- [Requirement]: Please put the records into a numbered list, starting at their beginning and ending at the line that contains "point(589, 681)", with blank lines dropped and pictures left out.

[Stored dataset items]
++++++++++
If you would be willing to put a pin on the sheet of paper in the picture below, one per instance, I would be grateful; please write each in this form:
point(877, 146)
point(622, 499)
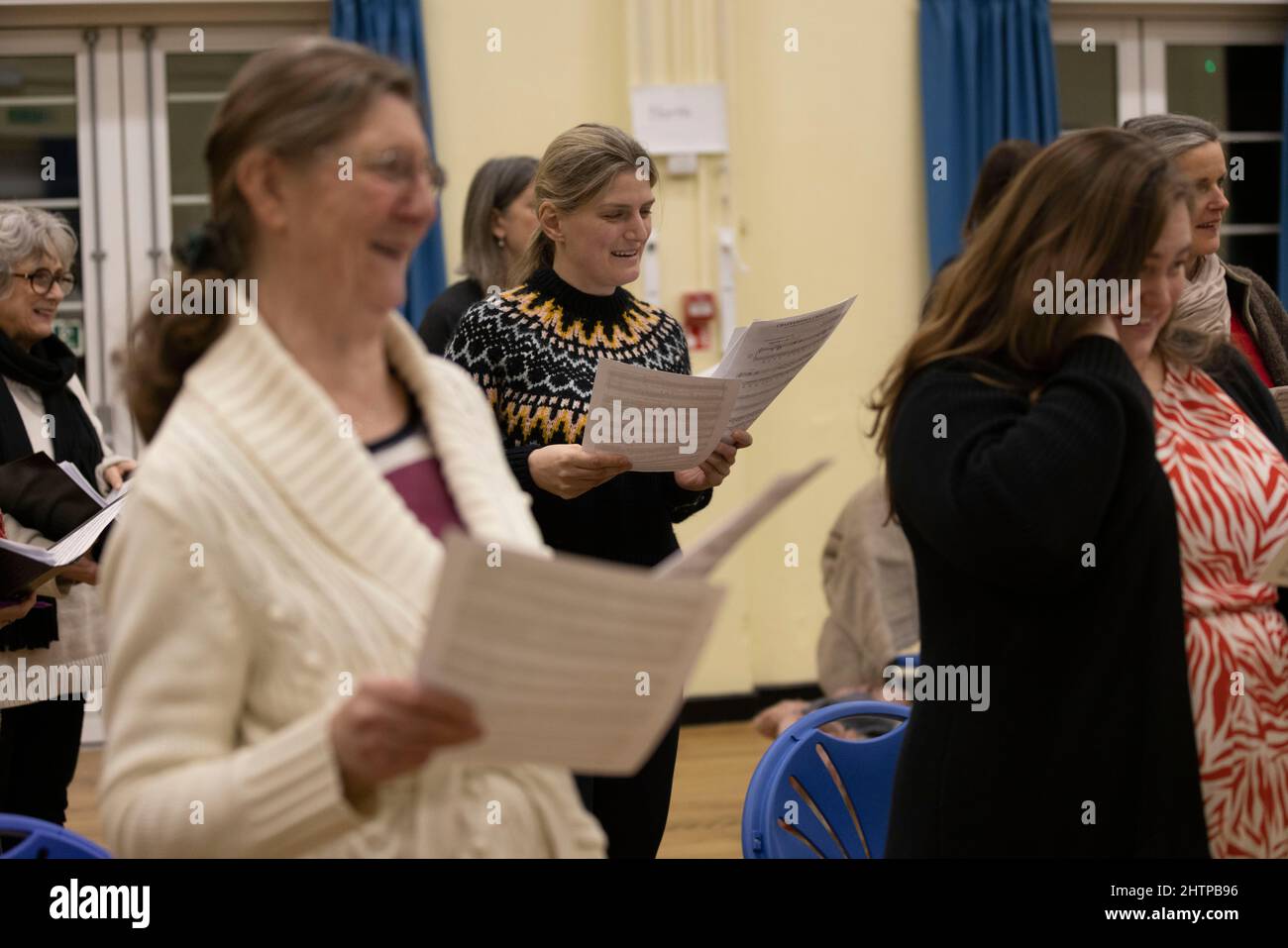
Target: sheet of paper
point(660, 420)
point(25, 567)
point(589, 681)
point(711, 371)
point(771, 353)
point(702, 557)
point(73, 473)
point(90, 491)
++++++++++
- [Full solution]:
1. If you would be willing to put a pin on the sheet of paper in the picture below, one per instance, I would be grateful; please write each in this form:
2. point(877, 146)
3. point(622, 499)
4. Target: sheet of paper
5. point(660, 420)
6. point(25, 567)
7. point(589, 681)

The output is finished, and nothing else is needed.